> Task instructions: Everything from the line that contains "the puppy's head" through the final line of the records should be written out exactly, and nothing outside that span.

──────── Material for the task ────────

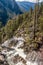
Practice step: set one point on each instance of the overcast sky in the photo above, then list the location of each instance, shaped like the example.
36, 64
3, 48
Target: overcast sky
29, 0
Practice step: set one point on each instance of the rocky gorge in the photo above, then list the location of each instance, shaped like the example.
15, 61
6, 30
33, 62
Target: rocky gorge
11, 53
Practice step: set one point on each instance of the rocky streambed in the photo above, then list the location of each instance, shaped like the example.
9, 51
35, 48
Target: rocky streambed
11, 53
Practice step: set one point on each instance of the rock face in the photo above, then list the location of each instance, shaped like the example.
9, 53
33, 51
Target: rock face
14, 55
3, 60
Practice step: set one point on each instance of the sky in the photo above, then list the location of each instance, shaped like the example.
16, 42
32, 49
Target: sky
29, 0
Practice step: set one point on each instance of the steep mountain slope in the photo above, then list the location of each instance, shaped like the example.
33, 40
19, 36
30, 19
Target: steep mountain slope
8, 9
25, 6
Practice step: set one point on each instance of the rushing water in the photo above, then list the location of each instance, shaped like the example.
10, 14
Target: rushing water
16, 50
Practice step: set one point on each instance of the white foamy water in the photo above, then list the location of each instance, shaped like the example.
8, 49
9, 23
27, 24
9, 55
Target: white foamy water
16, 51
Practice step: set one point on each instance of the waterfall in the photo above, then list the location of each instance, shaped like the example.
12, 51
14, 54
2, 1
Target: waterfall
18, 51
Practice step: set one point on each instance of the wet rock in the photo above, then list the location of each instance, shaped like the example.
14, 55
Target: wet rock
3, 60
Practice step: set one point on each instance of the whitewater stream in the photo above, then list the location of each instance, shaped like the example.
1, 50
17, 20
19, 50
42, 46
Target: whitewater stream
16, 50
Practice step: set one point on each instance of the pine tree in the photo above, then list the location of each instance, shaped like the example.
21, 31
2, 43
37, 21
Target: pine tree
36, 18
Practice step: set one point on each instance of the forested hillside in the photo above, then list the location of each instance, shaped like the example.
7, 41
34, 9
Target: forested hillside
28, 25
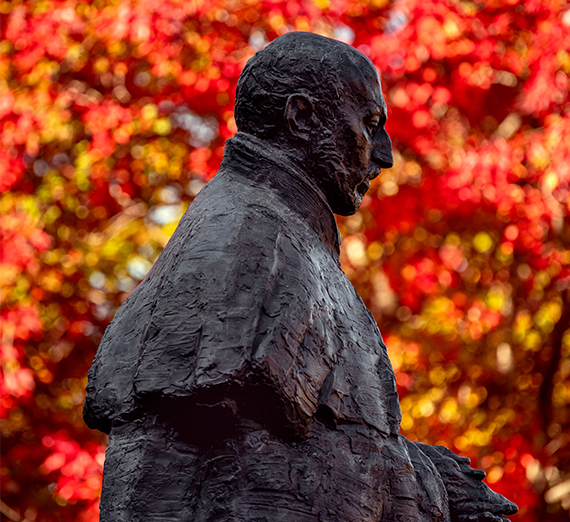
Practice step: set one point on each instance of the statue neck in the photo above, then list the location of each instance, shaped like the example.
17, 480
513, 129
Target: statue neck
262, 163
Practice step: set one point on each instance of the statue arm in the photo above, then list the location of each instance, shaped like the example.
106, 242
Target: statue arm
470, 499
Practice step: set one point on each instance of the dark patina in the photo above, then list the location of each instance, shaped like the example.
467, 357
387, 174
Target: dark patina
244, 379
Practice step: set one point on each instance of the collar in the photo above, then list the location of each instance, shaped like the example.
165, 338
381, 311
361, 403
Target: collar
264, 164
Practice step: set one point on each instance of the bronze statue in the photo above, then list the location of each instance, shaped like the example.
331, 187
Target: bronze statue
244, 379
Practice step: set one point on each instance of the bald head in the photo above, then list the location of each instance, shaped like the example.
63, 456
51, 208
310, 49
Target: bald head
295, 63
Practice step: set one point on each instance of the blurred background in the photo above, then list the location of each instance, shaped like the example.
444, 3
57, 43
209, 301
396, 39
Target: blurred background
114, 115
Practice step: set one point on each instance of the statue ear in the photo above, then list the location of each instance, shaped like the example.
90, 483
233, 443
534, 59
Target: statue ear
300, 116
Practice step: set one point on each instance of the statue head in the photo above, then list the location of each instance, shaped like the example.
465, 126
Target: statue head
320, 101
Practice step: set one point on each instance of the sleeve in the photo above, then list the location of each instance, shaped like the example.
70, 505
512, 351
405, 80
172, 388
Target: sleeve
470, 499
190, 325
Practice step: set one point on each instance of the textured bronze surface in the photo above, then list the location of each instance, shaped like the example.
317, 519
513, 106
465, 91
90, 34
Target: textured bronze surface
244, 379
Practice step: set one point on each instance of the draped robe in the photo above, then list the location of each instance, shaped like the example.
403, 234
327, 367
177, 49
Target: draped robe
247, 344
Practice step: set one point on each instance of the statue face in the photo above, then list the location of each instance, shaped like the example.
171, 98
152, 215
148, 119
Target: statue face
358, 145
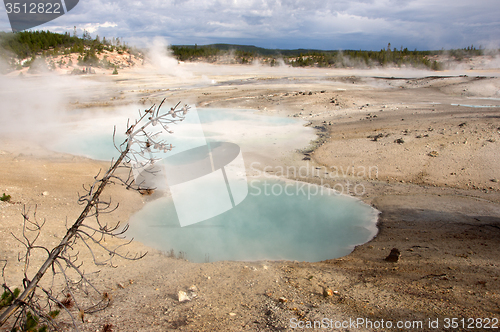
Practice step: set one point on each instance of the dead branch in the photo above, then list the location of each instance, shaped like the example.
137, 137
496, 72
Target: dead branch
137, 150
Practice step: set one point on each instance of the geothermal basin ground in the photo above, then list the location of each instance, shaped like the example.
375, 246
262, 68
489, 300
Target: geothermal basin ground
436, 184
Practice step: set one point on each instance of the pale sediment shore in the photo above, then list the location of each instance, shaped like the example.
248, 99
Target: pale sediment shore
434, 177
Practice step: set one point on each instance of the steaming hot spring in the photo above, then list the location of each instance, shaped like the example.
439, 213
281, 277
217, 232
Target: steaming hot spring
277, 219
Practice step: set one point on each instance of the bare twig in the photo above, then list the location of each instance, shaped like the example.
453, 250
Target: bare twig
137, 150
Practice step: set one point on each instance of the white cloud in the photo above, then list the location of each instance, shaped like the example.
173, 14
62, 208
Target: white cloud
368, 24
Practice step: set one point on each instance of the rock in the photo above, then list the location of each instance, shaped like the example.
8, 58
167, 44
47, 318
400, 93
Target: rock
183, 297
393, 256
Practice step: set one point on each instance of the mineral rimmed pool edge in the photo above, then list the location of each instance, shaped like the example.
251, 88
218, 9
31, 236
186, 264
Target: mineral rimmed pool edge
205, 179
27, 14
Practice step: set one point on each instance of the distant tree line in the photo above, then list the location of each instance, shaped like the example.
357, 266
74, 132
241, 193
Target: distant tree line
30, 44
317, 58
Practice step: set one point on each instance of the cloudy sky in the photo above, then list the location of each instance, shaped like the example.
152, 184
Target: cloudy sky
289, 24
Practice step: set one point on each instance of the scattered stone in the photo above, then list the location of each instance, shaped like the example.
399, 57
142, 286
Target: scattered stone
183, 297
376, 137
433, 154
393, 256
327, 292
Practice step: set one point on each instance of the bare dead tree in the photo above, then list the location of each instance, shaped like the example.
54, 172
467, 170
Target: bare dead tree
138, 152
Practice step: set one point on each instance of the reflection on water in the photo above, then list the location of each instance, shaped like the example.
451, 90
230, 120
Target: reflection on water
268, 224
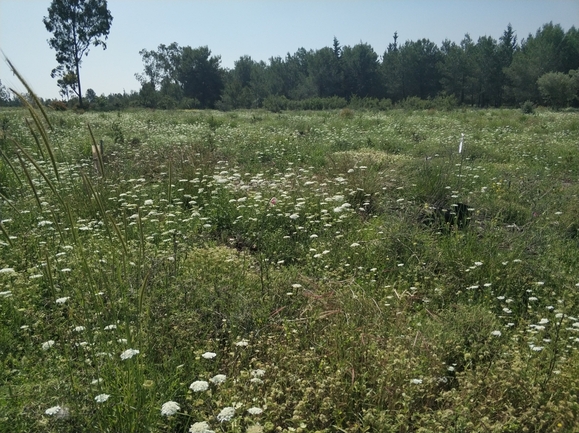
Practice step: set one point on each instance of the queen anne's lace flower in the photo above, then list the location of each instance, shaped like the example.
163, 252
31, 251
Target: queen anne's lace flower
218, 378
200, 427
129, 353
226, 414
199, 386
170, 408
101, 398
47, 344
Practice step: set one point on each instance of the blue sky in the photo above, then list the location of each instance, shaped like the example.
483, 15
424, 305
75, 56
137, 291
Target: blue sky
258, 28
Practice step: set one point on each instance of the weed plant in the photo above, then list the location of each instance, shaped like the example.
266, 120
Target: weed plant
274, 272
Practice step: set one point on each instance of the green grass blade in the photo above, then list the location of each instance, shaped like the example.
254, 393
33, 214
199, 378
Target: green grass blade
41, 129
30, 92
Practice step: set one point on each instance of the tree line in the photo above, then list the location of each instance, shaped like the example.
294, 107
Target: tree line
540, 69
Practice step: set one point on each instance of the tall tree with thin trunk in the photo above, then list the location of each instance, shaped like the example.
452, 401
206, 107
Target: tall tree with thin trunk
75, 26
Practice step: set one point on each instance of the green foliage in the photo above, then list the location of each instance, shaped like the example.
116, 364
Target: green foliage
75, 27
558, 89
288, 252
527, 107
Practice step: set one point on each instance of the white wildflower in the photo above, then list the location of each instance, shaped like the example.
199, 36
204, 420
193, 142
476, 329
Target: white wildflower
226, 414
255, 410
129, 353
200, 427
101, 398
199, 386
170, 408
218, 378
209, 355
47, 344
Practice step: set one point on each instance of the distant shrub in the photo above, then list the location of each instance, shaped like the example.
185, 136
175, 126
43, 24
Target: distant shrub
346, 113
413, 103
275, 103
527, 107
58, 105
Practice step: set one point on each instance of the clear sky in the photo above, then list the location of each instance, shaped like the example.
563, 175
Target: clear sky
258, 28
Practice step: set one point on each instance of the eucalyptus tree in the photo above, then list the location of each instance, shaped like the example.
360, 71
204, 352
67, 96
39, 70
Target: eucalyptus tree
75, 26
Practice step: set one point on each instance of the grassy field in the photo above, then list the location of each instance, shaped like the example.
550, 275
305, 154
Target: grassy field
293, 272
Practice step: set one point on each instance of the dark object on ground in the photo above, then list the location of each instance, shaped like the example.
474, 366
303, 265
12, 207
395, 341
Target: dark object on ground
456, 215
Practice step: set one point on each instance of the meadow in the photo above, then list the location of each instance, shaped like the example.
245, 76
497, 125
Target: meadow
250, 271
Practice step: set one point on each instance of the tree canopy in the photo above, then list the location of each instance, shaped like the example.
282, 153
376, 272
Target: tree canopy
75, 25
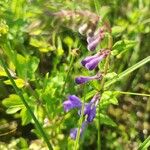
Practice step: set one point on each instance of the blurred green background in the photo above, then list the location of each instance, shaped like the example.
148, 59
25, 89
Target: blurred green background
39, 43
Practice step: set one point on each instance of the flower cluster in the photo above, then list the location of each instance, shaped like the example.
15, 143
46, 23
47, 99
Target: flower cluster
90, 63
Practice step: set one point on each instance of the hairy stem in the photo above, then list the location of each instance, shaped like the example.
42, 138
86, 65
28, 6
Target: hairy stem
106, 66
80, 124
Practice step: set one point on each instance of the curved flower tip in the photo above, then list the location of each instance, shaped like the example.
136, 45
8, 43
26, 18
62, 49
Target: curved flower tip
84, 79
90, 108
90, 111
73, 132
72, 102
91, 62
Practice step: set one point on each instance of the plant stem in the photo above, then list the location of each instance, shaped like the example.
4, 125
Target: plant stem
110, 42
127, 71
80, 124
66, 79
18, 91
131, 93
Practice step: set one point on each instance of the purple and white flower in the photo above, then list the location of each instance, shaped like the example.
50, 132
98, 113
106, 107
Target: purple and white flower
73, 132
84, 79
91, 62
72, 102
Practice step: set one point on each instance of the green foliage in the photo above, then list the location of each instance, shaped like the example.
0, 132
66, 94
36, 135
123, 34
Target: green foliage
42, 49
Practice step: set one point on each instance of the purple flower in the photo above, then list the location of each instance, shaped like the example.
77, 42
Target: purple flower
90, 108
93, 41
84, 79
73, 132
91, 62
72, 102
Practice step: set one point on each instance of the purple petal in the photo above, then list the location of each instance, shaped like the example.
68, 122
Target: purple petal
93, 63
81, 80
73, 132
92, 46
89, 58
91, 114
72, 102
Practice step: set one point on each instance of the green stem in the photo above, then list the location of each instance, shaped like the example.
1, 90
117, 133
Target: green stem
79, 129
131, 93
18, 91
106, 66
80, 124
128, 71
66, 79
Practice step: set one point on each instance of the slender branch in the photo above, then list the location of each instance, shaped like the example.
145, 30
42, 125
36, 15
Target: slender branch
19, 92
80, 124
131, 93
106, 66
66, 79
127, 71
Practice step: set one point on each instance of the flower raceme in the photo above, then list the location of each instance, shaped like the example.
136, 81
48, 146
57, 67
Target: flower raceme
91, 62
72, 102
89, 108
84, 79
73, 132
95, 40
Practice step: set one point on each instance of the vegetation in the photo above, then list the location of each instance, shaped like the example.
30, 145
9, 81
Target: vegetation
74, 74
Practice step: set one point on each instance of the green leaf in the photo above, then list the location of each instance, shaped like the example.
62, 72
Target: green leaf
108, 97
25, 116
145, 144
19, 82
32, 66
107, 120
12, 100
122, 46
14, 103
128, 71
21, 66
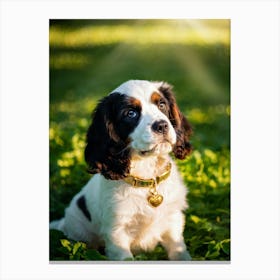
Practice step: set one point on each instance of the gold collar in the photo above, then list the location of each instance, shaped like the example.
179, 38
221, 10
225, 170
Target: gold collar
154, 199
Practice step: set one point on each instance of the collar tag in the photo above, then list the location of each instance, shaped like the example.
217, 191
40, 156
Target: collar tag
154, 198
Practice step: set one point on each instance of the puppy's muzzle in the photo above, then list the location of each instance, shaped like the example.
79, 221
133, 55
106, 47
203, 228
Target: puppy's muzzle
160, 127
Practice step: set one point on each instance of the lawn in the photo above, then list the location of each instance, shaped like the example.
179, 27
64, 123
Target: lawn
89, 58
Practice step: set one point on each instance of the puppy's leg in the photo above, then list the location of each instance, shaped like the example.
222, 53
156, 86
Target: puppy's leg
173, 239
117, 245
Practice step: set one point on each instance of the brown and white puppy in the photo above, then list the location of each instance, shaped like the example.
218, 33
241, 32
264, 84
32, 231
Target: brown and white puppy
133, 131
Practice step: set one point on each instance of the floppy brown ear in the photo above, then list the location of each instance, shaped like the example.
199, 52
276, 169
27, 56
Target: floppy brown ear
183, 128
105, 153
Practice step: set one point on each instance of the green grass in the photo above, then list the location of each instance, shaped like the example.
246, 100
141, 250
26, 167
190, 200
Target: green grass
88, 59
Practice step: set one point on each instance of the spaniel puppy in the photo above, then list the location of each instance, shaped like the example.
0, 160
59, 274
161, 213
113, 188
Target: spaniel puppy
136, 197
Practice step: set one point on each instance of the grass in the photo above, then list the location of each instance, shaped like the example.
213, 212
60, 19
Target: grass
89, 58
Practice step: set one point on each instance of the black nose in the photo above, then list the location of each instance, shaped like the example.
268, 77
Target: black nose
160, 127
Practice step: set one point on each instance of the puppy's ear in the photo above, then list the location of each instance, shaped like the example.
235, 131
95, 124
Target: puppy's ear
183, 128
105, 152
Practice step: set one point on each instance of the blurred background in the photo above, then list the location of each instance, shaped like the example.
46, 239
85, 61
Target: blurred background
89, 58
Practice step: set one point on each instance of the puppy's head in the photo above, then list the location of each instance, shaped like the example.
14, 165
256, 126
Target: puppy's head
139, 118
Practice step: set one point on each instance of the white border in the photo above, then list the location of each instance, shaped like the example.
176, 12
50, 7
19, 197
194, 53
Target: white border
255, 138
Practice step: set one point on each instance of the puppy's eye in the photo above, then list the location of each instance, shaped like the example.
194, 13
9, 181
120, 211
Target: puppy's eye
131, 114
162, 106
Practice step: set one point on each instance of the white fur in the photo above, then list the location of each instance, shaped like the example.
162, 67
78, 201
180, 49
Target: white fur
120, 214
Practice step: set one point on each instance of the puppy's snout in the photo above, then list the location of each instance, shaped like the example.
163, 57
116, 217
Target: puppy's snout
160, 127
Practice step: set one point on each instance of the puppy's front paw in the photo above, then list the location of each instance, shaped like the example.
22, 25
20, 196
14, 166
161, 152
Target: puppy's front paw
180, 256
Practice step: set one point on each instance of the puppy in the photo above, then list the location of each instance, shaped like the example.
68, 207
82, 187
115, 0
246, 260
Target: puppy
136, 197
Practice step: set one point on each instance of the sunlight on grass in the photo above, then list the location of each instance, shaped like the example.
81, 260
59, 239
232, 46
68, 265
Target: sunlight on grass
208, 116
197, 32
68, 61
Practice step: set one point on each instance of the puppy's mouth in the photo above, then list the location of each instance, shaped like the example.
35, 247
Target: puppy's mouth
161, 147
148, 152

────────

> Reply:
Practice step: set one point on each instance of the puppy's head in the photo above, then list the location of each instance, shaped like the example.
14, 165
256, 126
Target: puppy's head
139, 118
Practice step: set one point on each instance of the white border in the photo above, then list the location of each instance, shaped like the example.
176, 12
50, 7
19, 197
194, 53
Target: white border
255, 138
Practice step: set one point on each instance of the puppy's eye in the photo above, then list the location of each instance, shaped like the example.
194, 13
9, 181
120, 211
Target: puppy's eye
131, 114
162, 106
Practice step: set one point on each instance of the white fur in the photo above, then list the location of each instance, shaped like the example.
162, 67
78, 201
180, 49
Target: white fur
120, 214
Practice step: set one point on each instance of the puppy's snout in the photo above, then list the location of each instance, shaped like the example.
163, 57
116, 217
Target: puppy's snout
160, 127
Practice step: set one point on each instance of the puppy's front paw in the photo above, then list the location of each instance, shaped like the example.
22, 25
20, 196
14, 166
161, 152
Target: puppy's front paw
180, 256
Practice step: set one point on each instance of the puppy in the photo above, then list the location of each instance, shaped like the example.
68, 207
82, 187
115, 0
246, 260
Target: puppy
136, 197
Practice step: set one point on each instance of the sunlight on grass in the photo above, then list the location of each instance, shaped like the example.
81, 260
59, 239
232, 46
68, 265
Target: sunlight on grass
208, 116
197, 32
68, 61
Practice step: set one point on each instance of the puppy's mouth in the photo above, then list the location of each instance, shaped like the example.
35, 247
Target: puppy's mouth
161, 147
148, 152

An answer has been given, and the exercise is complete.